Reproduce every line of the data below word for word, without changing anything.

* _Exercise input_:
-- begin --

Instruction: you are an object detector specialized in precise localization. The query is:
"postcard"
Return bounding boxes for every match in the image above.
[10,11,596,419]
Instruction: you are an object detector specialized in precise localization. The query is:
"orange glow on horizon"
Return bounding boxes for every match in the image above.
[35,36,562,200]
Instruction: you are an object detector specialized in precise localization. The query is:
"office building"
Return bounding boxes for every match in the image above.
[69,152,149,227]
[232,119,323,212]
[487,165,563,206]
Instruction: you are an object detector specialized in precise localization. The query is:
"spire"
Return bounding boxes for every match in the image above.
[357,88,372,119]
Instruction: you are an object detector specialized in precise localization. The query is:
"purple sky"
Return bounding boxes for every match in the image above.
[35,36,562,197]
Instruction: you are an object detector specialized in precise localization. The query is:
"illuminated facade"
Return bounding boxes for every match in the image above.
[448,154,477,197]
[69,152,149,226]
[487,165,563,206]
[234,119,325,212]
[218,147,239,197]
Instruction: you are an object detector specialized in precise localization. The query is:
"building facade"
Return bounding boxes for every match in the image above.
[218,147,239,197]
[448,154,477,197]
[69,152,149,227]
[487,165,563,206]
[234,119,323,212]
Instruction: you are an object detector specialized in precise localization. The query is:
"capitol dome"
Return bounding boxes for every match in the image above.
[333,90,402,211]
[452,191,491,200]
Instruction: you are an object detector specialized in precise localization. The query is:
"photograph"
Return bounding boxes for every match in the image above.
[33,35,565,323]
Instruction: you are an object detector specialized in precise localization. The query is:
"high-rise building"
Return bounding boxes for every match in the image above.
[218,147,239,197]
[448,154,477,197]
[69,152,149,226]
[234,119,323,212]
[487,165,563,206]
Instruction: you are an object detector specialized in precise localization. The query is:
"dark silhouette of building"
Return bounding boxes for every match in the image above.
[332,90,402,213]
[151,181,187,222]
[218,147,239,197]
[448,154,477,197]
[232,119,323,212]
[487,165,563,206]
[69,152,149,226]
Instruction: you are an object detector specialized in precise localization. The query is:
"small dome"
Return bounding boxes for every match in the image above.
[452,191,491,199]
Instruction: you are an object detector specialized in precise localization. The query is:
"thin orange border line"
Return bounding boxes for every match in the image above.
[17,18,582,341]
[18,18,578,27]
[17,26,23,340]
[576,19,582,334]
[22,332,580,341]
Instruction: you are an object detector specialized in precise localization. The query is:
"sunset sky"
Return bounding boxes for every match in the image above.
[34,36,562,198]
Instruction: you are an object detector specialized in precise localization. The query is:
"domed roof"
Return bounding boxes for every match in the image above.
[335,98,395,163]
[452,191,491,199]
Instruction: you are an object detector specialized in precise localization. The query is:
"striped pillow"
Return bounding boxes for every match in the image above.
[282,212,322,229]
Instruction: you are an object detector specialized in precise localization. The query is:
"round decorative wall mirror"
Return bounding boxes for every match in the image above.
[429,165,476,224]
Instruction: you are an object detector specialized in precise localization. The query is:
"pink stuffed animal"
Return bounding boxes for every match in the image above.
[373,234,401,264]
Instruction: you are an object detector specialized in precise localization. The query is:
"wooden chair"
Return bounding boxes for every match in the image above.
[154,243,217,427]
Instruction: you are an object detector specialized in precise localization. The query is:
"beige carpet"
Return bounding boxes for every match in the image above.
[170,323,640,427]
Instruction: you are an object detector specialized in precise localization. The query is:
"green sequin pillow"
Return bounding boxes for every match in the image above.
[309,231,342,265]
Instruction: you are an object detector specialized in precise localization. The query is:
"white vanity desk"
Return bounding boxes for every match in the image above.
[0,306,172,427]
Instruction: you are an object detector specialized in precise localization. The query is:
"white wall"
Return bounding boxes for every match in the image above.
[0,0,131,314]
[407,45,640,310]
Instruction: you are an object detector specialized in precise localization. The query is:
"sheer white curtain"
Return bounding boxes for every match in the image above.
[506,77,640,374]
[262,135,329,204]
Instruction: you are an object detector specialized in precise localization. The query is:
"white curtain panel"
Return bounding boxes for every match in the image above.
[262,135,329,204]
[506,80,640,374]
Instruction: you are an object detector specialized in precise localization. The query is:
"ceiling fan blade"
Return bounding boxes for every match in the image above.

-- end --

* _Exercise solution_:
Instruction: you are an object detector specialized in precise localization. The query is:
"postcard"
Return bounding boxes for every match in the image above.
[10,11,596,419]
Instruction: you are an object detector specialized in precise localization. The query is:
"orange glow on horizon"
Return bounding boxes for every match in the image above.
[35,36,562,200]
Instruction: you are an object detector specialized in precise localization. The query is:
"office building"
Return bounding boxes for every match in the image above.
[69,152,149,227]
[232,119,323,212]
[487,165,563,206]
Instruction: you are an object detector specialized in precise localization. The query is:
"spire"
Return bounding boxes for every match in the image above.
[357,88,372,119]
Instruction: you are an object detector specialized in precise localization. The query is:
"purple sky"
Return bounding boxes for every match in the image above.
[35,36,562,197]
Instruction: you are an object detector specialized in precise localization. The query is:
"illuminated facade"
Return bounding boxes for every match in the image above.
[448,154,477,197]
[69,152,149,226]
[487,165,563,206]
[234,119,325,212]
[218,147,239,197]
Instruction: you are an object detector specialized in precise localization. The query is:
"building facade"
Return bounding boxes for every match in the image above.
[218,147,239,197]
[448,154,477,197]
[69,152,149,227]
[487,165,563,206]
[234,119,323,212]
Instruction: you are an object detector specialized in precise localization. The query is:
"capitol dome"
Return bounding boxes for every match in the image above.
[333,90,402,211]
[452,191,491,200]
Instruction: you are an object detector specialized in precise localization. The query is:
"photograph"
Return bounding boxes for every match in the image above.
[33,35,565,323]
Instruction: you are an object detector specialized in precise localization. The query is:
"high-rise building"
Return bounding boxes for every match in the image above.
[218,147,239,197]
[448,154,477,197]
[69,152,149,226]
[234,119,323,212]
[487,165,563,206]
Instruction: you are an object detector specialized in precise localization. The query is:
"dark silhouette of building"
Return bounding boxes for every match in the image above.
[332,90,402,213]
[151,181,187,222]
[218,147,239,197]
[448,154,477,197]
[232,119,323,212]
[487,165,563,206]
[69,152,149,226]
Instruction: you are an object detector specialized in precise localization. The query is:
"small dome"
Return bounding boxes for every match in the image above.
[452,191,491,199]
Instruction: you are an object detector specialized in precise localization. The query is:
"thin orange border line"
Return bounding boxes for every match in the image above.
[17,18,582,341]
[18,18,578,27]
[17,26,23,340]
[576,19,582,334]
[22,332,580,341]
Instruction: you are an object detector specialized in precise localization. The query is:
"sunset sky"
Return bounding boxes for every match in the image above.
[34,36,562,198]
Instruction: you are an object detector specialized in precise localization. The query is:
"domed roof"
Return bounding boxes for every match in the image above.
[335,98,395,163]
[452,191,491,199]
Instruction: you are an object detector specialized in precise localization. The query is:
"striped pillow"
Return bounding boxes for every match in the image above.
[282,212,322,229]
Instruction: you are an object detector specialized in precise localization. The query is:
"round decorative wall mirror"
Return bounding boxes for every match in the image above.
[429,165,476,224]
Instruction: you are an object detector specialized in precise localization. The query is:
"pink stuffed animal"
Return bounding boxes for every match in the image above.
[373,234,401,264]
Instruction: you are an object detector specialized in precise localization. The query is:
"wooden chair"
Return bounding boxes for every match in the image above.
[154,243,217,427]
Instruction: you are an object detector specialized in precise localization. The query is:
"beige carpet"
Return bounding boxes for every match in the image above.
[170,323,640,427]
Instruction: you are an object detector specialized in precise localization. The query is:
"green sequin pillow"
Return bounding boxes for every match in the image above.
[309,231,342,265]
Instruction: you are an object detector specialized in precise localization. The query is:
"white vanity desk"
Return bounding boxes for every match in the image above.
[0,306,172,427]
Instruction: you are an object detector specialized in precise localization. The query is:
"white wall"
Return bounding boxes for every match in the image above.
[0,0,131,314]
[407,45,640,310]
Instruction: you are an object detector specialized in precise localization. The query is:
"sheer white curtain"
Return bounding boxes for every match in the image above.
[506,77,640,374]
[262,135,329,204]
Instruction: you are an object detector specialized in precise localization. The query is:
"white curtain panel"
Return bounding boxes for every match in the image above.
[262,135,329,204]
[506,80,640,374]
Instruction: you are an object detector specialized in precise localization. The query is:
"ceiling fan blade"
Return bounding boxes for every match in the image above.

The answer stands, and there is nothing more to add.